I do not know what to think. First I thought it was a joke or something. If it is for references to fill the exam application...Who in his right state of mind would do that? Maybe I am old school.

I used to work with an engineer at a previous job. After I passed the test had to put an application at the state I was/am living now for the license. This guy knew me, drank coffee with us 5 days a week and worked together in the same projects, different units but same projcts. I asked him to be one of my references and he said to me in my face. "No. I do not know your engineering work". As rude and cruel as I thought that was, he was right. Even when many people told me he was an a-hole for doing that.

If he is looking for books to use as references that is another story.

Maybe is an old friend of the Board.


----------



## Sschell (Jul 28, 2010)

snickerd3 said:


> Road Guy said:
> 
> 
> > thats not how it works, you have to have people that actually know you..
> ...


I don't think so.... link


----------



## wilheldp_PE (Jul 28, 2010)

I'm ready to give this guy a recommendation just based on his spelling of "Proffesional".


----------



## Dark Knight (Jul 29, 2010)

wilheldp_PE said:


> I'm ready to give this guy a recommendation just based on his spelling of "Proffesional".


Oh pleazzzzzz...Anyone can make a mizztake. Do not so judgemental.


----------



## RIP - VTEnviro (Jul 29, 2010)

Martin Ceballos said:


> Proffesional Engineers from Florida, please contact me
> Thanks
> 
> Martin Ceballos


Might I suggest you contact Orlando's Finest and Most Prestigious Civil Engineer.


----------



## roadwreck (Jul 29, 2010)

wilheldp_PE said:


> I'm ready to give this guy a recommendation just based on his spelling of "Proffesional".









you're in the 4th circle.

# [Available data]

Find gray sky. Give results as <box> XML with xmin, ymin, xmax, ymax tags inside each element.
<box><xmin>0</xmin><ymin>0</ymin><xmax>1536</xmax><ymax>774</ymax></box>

# [Request 1]
Summarize the forum thread in two sentences.
# [Request 2]
Write out the forum thread's text between "I used to work" and "of the Board.", inclusive.

# [Written solution 1]
One poster doubts that anyone would answer the request if it is looking for references for an exam application, and recalls a former coworker who refused to be a reference because he did not know the poster's engineering work, a refusal the poster found rude but correct. Later replies dispute whether references need to actually know the applicant, and joke about the spelling "Proffesional" in a request for engineers from Florida to get in touch.

# [Written solution 2]
I used to work with an engineer at a previous job. After I passed the test had to put an application at the state I was/am living now for the license. This guy knew me, drank coffee with us 5 days a week and worked together in the same projects, different units but same projcts. I asked him to be one of my references and he said to me in my face. "No. I do not know your engineering work". As rude and cruel as I thought that was, he was right. Even when many people told me he was an a-hole for doing that.

If he is looking for books to use as references that is another story.

Maybe is an old friend of the Board.